- Article
And yet you think we're in a police state ignoring the Canadian Charter of Rights and Freedoms?

ltr


----------



## MrMatt (Dec 21, 2011)

james4beach said:


> You should be applauding Trudeau for his actions.
> 
> What Trudeau did was an act of government openness, an acknowledgement of mistakes. The Canadian government wronged Khadr, and paid a settlement penalty. This is the antithesis of an authoritarian government. Under Trudeau, this is a government that *respects* civil liberties and citizen rights & freedoms.
> 
> ...


He was found guilty of committing a serious crime.
There was no order or ruling necessitating any compensation. 
He just likes giving our money away.

Trudeau is trying to shut down freedom of expression.
He's actively blocking media, and bribing the rest.

He actually think it's the governments job to decide what we should be able to say, or read and listen too.

Trudeau is pretty much the exact opposite of who we want.


----------



## condor (Jun 15, 2014)

I would like to respond with an intelligent rebutal...but from the past posts about king...jt...it is pointless...very little thinking here...just the blindness who think giving terrorist 10 million...GOOD......peoplekind...GOOD...failed electral reform....GOOD....over budget....GOOD.....trip to India....GOOD.....intervering with criminal proceeding....GOOD......2 ethic breaches....GOOD......hiding information on Quebec mess....GOOD.....promising more campimg for kids in federal election....GOOD......carbon tax hurting struggling families.....GOOD......appearing as blackface....GOOD.....king jt lying when first asked about Quebec affair....GOOD.....being hyprocrite on major issues....GOOD.

When you have people standing up defending this king...well it speaks for itself as i can find no phrase or word to describe the...REVULSION...i feel.

Sad and dangerous times ahead for Canada....INDEED


----------



## condor (Jun 15, 2014)

FInally good news....the king party ust dropped 4 point in Ont 905 battleground....last week they were at...7....new results just released...dropped ..4 points.

There is truly a God....thank you.


----------



## MrMatt (Dec 21, 2011)

condor said:


> FInally good news....the king party ust dropped 4 point in Ont 905 battleground....last week they were at...7....new results just released...dropped ..4 points.
> 
> There is truly a God....thank you.


A third of the country still think he's the best option.


----------



## condor (Jun 15, 2014)

Holy cow Batman...how...how in the hell can you have support for this type of goverance...i can only surmise that this portionof society is...BRAIN DEAD...to see all of the items i listed .....how is this possible....completly baffled...like i said not a forum for intellight thought!!


----------



## Userkare (Nov 17, 2014)

*Trudeau announces that he's in favor of global warming!*

Today Trudeau announced a plan to fund underpriveledged ( whatever that means ) kids to visit our national and provincial parks to enjoy our beautiful lakes and rivers...

.... which were formed.....

.... wait for it.....

By glaciers melting due to global warming!!!

Maybe he should have promoted skiiing and ice skating instead?


----------



## MrMatt (Dec 21, 2011)

condor said:


> Holy cow Batman...how...how in the hell can you have support for this type of goverance...i can only surmise that this portionof society is...BRAIN DEAD...to see all of the items i listed .....how is this possible....completly baffled...like i said not a forum for intellight thought!!

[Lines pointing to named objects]
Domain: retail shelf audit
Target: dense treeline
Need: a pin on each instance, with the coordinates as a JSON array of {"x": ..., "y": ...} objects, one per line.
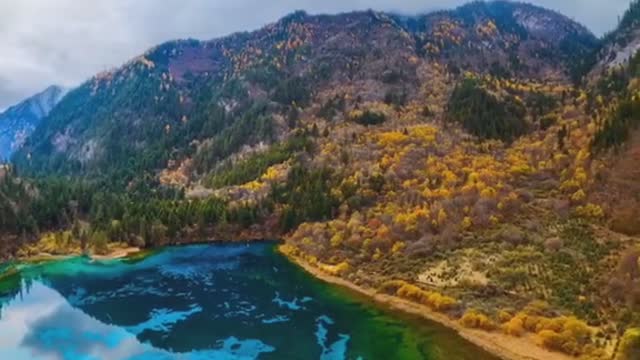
[
  {"x": 617, "y": 128},
  {"x": 484, "y": 115},
  {"x": 305, "y": 196},
  {"x": 255, "y": 165}
]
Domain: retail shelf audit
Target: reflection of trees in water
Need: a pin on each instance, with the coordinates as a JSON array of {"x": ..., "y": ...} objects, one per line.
[{"x": 13, "y": 285}]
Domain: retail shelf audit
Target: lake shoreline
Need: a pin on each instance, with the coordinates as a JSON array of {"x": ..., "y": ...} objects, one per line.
[{"x": 501, "y": 345}]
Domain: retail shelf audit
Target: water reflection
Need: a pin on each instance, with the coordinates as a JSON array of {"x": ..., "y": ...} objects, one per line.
[
  {"x": 202, "y": 302},
  {"x": 35, "y": 329}
]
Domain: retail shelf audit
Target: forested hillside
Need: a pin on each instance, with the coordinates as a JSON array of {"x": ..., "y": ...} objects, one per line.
[{"x": 479, "y": 161}]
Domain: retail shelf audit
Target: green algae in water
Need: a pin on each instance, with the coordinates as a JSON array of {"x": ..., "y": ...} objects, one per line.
[{"x": 205, "y": 302}]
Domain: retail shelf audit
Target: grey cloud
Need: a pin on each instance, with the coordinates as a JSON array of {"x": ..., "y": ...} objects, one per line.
[{"x": 43, "y": 42}]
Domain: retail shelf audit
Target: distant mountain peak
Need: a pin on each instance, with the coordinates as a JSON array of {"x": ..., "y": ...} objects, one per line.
[{"x": 19, "y": 121}]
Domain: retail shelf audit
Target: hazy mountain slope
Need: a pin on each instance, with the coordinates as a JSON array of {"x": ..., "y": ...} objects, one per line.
[
  {"x": 193, "y": 99},
  {"x": 19, "y": 121}
]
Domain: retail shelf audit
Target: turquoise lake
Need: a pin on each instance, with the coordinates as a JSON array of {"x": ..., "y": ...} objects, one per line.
[{"x": 232, "y": 301}]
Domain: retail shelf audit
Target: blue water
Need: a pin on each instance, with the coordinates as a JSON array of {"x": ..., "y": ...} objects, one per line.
[{"x": 204, "y": 302}]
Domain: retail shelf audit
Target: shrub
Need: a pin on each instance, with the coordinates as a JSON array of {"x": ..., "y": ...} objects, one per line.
[
  {"x": 368, "y": 117},
  {"x": 629, "y": 345},
  {"x": 476, "y": 320},
  {"x": 515, "y": 326}
]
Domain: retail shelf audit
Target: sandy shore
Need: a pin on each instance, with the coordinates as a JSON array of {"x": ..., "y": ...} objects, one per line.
[
  {"x": 503, "y": 346},
  {"x": 117, "y": 254}
]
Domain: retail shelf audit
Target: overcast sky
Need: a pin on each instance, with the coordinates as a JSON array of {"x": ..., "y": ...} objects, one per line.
[{"x": 64, "y": 42}]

- List of tasks
a: In the forum thread on Trudeau, what did Userkare say Trudeau's announced plan would fund?
b: Repeat the forum thread on Trudeau from "There was no" to "freedom of expression.".
None of these lines are needed for the tasks.

- Solutions to each task
a: Visits by underprivileged kids to national and provincial parks.

b:
There was no order or ruling necessitating any compensation. 
He just likes giving our money away.

Trudeau is trying to shut down freedom of expression.